◆ Exercises to complete ◆
[1] Do these statements agree with the film review? Answer yes or no for each, and quote the words from the review that decide it.
(a) Miguel saves Edee's life and teaches her how to survive.
(b) The mountain scenery was filmed in Wyoming.
(c) When her supplies run low, Edee is able to bring herself to hunt.
[2] According to the film review, who plays Miguel?

◆ Excerpt provided ◆
As if making a really good movie isn’t hard enough, some films, including this one, place obstacles in their own way. In this case, it’s Edee, the main character, whose decisions are so poorly conceived and executed that she nearly dies in the wilderness of Wyoming. I thought that she was mentally disturbed for a long while; eventually everything about Edee’s state of mind is made clear by a child’s drawing and learning the fate of her family. Then it makes sense — but by then the film has about one minute left to go, too little to fully appreciate that knowledge.
Robin Wright’s film (her directorial debut) finds Edee (Robin Wright, doing double duty) leaving Chicago (?) and her sister Emma (Kim Dickens) behind for the wilds of Wyoming. She arranges to stay in a barebones cabin and brings supplies, but they don’t last forever, there’s a bear, and she cannot bring herself to hunt. A stranger, Miguel (Demián Bichir), stops by and saves her life; he nurses her back to health and periodically checks on Edee and teaches her how to survive. That’s most of the movie, backed by the grandeur of the mountains (actually Alberta, Canada, doubling for Wyoming.
I don’t care for movies of this ilk, like Into the Wild, or Wild, or this one, because the protagonists are wholly unprepared for living off the grid, and we have to watch them nearly die before they learn to depend upon nature for sustenance, not just look at the wilderness with awe. (Not that I would survive; I wouldn’t last a month). The back-to-nature bit is fun for fantasizing, but the reality is a whole lot grimmer. This movie gains credit for trying to illustrate how rough it can be, but it’s darn hard to appreciate because the main character seems so deliberately, foolishly, stupidly out of place.
The film is well made technically, and Demián Bichir is wonderful as the patient, worldly but earthy Miguel, whose experiences eerily echo those of Edee. That’s why they get along so well, I think. But Edee’s motivation is a real problem, especially when she tells Miguel that she is there “to notice things” about the world around her. That’s well and good, but also about as profound as most fortune cookies. A script that put Edee’s issues front and center would have been better, I think, but that isn’t the path chosen. Too bad. ☆ ☆ 1/2. 17 February 2021.

Region pointing data
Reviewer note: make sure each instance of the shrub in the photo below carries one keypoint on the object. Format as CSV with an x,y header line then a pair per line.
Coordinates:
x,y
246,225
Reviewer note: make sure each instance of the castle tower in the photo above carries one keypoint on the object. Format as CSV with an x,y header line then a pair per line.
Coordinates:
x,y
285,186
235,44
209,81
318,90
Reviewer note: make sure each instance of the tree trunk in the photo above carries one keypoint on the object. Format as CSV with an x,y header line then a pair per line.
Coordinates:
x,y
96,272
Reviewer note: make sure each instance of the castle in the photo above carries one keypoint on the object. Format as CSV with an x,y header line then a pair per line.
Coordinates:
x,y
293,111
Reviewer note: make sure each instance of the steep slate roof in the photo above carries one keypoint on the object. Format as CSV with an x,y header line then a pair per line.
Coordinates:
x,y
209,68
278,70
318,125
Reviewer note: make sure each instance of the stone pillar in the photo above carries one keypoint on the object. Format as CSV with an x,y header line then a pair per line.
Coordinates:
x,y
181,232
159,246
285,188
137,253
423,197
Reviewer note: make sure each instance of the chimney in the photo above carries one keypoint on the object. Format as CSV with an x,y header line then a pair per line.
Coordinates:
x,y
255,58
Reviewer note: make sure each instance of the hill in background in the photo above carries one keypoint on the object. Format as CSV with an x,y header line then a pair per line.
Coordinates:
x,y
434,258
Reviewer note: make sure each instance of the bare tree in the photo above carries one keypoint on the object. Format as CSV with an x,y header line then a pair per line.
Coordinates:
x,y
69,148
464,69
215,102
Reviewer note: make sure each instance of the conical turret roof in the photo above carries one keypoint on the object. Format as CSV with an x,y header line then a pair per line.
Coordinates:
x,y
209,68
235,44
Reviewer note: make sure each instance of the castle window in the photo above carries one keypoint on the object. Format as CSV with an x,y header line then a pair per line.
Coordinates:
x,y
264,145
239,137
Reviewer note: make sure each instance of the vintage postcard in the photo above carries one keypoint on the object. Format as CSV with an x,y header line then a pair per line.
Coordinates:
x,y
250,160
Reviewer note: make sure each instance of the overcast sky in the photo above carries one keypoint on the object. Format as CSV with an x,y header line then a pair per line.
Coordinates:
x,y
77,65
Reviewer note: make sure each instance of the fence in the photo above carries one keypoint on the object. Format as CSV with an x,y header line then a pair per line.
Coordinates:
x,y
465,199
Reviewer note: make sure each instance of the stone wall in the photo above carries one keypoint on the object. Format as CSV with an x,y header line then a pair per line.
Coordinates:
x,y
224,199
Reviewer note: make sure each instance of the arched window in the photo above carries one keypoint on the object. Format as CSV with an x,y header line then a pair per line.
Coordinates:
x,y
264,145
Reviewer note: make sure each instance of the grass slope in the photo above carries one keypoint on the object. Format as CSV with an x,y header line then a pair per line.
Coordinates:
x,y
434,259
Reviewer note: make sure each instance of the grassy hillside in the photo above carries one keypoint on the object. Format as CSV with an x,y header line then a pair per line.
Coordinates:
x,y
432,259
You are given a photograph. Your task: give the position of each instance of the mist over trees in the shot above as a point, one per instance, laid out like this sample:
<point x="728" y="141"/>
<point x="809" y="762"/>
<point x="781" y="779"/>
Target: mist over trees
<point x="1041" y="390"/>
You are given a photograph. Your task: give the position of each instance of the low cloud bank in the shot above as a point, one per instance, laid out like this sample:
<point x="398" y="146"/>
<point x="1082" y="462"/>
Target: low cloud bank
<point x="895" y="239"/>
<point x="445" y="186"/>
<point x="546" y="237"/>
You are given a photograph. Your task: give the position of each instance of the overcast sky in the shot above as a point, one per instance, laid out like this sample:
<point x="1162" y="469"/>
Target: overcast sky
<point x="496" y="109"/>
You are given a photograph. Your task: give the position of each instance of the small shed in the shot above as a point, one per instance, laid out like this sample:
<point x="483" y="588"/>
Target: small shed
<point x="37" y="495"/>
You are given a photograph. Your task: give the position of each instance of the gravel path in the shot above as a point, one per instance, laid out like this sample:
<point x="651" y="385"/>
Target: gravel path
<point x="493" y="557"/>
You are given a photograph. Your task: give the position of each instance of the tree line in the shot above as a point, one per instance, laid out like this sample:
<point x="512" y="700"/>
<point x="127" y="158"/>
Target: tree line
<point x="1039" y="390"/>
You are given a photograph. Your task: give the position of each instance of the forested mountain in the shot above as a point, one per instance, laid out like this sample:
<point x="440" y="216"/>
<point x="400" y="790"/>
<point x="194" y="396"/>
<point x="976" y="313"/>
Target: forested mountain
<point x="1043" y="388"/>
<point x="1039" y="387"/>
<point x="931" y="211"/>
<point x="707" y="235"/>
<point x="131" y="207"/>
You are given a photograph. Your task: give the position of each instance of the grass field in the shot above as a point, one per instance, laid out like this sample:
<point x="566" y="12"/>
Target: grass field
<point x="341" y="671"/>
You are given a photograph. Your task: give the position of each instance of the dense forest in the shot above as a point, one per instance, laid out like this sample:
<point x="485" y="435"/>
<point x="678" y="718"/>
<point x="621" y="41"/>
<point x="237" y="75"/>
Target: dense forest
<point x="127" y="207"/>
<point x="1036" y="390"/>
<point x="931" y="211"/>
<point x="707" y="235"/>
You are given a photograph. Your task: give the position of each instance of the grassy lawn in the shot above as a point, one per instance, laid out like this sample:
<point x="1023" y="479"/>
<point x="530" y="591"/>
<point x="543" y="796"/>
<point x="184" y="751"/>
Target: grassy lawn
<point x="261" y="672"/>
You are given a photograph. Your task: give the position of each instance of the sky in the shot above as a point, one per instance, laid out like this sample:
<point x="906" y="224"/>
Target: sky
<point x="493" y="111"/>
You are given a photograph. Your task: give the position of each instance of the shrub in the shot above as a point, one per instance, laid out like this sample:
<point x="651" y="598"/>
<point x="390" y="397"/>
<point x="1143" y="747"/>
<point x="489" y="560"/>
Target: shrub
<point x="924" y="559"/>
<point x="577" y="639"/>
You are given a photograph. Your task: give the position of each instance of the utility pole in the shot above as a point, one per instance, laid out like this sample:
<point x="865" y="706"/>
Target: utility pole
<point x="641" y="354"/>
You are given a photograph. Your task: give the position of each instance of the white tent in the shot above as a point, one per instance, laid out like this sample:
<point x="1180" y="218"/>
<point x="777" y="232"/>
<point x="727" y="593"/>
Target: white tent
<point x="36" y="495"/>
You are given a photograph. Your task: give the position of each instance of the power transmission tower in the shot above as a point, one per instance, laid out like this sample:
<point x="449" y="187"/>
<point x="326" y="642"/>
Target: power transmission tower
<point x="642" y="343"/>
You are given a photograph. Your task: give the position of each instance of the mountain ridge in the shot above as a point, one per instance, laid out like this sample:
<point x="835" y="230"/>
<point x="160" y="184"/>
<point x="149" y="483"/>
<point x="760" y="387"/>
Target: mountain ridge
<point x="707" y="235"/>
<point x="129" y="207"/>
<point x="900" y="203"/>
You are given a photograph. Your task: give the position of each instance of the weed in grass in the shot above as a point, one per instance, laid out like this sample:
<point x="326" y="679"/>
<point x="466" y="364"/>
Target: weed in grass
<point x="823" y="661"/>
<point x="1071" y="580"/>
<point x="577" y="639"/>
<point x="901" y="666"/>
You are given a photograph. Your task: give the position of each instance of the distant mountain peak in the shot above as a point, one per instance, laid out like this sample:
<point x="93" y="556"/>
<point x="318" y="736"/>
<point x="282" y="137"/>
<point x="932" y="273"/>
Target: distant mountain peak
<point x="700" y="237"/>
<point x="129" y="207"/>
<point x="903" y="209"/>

◆ Exercise results ◆
[1]
(a) Yes: "saves her life; he nurses her back to health and periodically checks on Edee and teaches her how to survive."
(b) No: "actually Alberta, Canada, doubling for Wyoming."
(c) No: "she cannot bring herself to hunt."

[2] Demián Bichir plays Miguel.